§ **TASKS TO CARRY OUT**
1. In the Docker security discussion, what kind of vulnerabilities does Docker offer pretty good protection against?
2. Shorten the paragraph of the Docker security discussion that begins "Finally when a bug is discovered" while keeping its main facts.

§ **DOCUMENT EXTRACT**
-=-=-
While virtual machines are no security panacea, they diverge in what classes of bugs they can be affected by. Recent Qemu/libvirt supports running under seccomp.. ensuring even if the VM emulator is compromised, the host kernel's exposure remains drastically limited. Unlike qemu, you simply can't apply seccomp to a container without massively reducing its usefulness, or using a seccomp policy so liberal that it becomes impotent.
You could use seccomp with Docker by nesting it within a VM, but at that point Docker loses most of its value (and could be trivially replaced by a shell script with a cute UI).
Finally when a bug is discovered and needs to be patched, or a machine needs to be taken out of service, there is presently no easy way to live-migrate a container to another machine. The most recent attempt (out of I think 3 or 4 now) to add this ability to Linux appears to have stalled completely.
As a neat system for managing dev environments locally, it sounds great. As a boundary between mutually untrusted pieces of code, there are far better solutions, especially when the material difference in approaches amounts to a few seconds of your life at best, and somewhere south of 100mb in RAM.
If a web application has a vulnerability that allows arbitrary code execution then Docker is only a mild help.
BUT, it can help migrate a certain set of security problems. It is a very simple way to provide pretty good protection against file-traversal type vulnerabilities, even when combined with privilege escalation.
People shouldn't view Docker as a security "silver bullet". But at the same time it does provide an additional layer of security, and that layer can be useful.
The Docker people have a good post about the Docker security model, and they list two future improvements they see as important:
"map the root user of a container to a non-root user of the Docker host, to mitigate the effects of a container-to-host privilege escalation;"
"allow the Docker daemon to run without root privileges, and delegate operations requiring those privileges to well-audited sub-processes, each with its own (very limited) scope: virtual network setup, filesystem management, etc."
I think most people would agree these are important goal.
-=-=-
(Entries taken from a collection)
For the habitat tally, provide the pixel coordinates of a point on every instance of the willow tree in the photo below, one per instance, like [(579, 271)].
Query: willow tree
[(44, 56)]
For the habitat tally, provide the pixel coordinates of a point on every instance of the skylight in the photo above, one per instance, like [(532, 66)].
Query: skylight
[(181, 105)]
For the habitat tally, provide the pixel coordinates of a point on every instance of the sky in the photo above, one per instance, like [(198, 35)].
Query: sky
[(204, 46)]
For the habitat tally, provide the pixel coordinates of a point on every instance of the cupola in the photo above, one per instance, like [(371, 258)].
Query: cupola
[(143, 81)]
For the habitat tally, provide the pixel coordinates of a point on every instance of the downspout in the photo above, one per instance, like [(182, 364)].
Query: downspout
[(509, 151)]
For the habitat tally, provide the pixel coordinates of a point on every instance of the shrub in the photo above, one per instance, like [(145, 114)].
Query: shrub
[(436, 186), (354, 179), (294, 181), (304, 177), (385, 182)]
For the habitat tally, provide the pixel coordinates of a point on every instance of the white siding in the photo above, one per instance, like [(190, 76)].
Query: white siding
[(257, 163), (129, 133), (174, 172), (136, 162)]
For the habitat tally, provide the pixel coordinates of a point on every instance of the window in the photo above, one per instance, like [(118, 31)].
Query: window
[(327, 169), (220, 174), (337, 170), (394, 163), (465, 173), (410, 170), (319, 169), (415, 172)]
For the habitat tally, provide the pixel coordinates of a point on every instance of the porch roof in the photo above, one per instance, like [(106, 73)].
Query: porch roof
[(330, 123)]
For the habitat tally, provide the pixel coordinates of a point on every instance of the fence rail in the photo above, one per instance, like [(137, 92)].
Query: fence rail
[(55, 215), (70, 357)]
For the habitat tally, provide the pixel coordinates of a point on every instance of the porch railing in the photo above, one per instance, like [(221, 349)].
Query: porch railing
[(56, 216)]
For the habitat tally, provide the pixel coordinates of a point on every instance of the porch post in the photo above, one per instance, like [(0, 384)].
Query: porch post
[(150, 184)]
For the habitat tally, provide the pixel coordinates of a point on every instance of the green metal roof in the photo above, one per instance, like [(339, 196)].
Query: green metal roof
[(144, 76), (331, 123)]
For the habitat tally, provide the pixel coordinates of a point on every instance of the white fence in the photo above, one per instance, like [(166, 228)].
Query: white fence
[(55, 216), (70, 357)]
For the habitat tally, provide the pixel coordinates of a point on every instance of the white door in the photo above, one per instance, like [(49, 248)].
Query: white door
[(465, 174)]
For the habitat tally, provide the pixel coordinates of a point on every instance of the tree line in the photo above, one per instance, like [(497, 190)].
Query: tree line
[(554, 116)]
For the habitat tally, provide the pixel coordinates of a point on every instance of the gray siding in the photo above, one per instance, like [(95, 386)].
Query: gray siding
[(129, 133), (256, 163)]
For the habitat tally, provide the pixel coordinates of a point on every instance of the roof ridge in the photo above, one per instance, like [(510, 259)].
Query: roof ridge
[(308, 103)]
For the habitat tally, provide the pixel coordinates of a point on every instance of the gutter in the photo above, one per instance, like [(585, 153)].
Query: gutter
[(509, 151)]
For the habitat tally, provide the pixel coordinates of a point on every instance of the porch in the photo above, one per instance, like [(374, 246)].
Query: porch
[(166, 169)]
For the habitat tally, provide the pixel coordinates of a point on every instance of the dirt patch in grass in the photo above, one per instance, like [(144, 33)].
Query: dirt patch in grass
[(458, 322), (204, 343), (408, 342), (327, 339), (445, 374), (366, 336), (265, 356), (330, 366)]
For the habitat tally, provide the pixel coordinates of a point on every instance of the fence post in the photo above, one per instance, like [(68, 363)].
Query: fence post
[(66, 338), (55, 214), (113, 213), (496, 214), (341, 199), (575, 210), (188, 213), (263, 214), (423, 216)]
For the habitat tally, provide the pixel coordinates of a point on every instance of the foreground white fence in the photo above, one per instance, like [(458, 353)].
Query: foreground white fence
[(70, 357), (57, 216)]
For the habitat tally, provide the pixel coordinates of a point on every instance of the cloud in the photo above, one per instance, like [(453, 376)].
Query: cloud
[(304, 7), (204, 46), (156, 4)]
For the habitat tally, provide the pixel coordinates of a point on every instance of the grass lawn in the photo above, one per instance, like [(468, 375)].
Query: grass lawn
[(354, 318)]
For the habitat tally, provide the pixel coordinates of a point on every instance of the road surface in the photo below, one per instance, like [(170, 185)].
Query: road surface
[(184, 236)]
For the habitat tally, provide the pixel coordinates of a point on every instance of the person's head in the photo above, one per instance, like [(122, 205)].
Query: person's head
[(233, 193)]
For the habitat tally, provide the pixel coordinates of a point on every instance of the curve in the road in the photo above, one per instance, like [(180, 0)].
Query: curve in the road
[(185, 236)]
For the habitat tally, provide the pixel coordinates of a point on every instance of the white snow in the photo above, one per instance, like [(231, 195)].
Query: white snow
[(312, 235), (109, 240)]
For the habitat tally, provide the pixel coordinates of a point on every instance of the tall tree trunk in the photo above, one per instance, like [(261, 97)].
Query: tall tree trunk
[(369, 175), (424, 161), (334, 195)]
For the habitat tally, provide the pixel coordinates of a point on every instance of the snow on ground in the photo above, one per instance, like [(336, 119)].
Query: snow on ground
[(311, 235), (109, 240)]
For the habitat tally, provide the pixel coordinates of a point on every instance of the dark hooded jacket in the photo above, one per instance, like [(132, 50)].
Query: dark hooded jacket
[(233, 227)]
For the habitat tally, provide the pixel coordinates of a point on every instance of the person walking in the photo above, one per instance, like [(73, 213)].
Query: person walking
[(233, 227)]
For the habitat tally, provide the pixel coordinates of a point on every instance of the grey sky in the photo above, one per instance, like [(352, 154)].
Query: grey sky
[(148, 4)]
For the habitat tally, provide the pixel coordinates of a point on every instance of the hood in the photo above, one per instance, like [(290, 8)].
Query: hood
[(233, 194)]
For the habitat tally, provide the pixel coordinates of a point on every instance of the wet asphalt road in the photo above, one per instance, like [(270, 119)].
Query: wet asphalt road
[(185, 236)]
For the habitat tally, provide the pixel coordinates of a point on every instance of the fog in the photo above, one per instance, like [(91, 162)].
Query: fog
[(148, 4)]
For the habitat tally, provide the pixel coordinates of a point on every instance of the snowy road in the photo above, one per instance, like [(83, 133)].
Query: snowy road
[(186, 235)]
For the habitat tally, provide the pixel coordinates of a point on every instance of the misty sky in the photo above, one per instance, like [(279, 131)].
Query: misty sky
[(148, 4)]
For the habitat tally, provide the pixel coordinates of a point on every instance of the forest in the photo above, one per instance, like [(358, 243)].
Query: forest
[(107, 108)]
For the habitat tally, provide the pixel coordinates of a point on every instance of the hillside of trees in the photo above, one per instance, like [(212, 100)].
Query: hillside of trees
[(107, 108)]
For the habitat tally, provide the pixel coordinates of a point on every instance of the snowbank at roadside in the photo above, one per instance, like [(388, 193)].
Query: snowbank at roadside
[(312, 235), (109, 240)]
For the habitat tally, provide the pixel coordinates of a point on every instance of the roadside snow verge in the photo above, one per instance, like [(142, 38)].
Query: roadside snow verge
-=-=-
§ **OUTPUTS IN ORDER**
1. File-traversal type vulnerabilities, even when combined with privilege escalation.

2. When a bug needs patching or a machine must be taken out of service, there's currently no easy way to live-migrate a container to another machine. The latest of several attempts to add this to Linux seems to have stalled completely.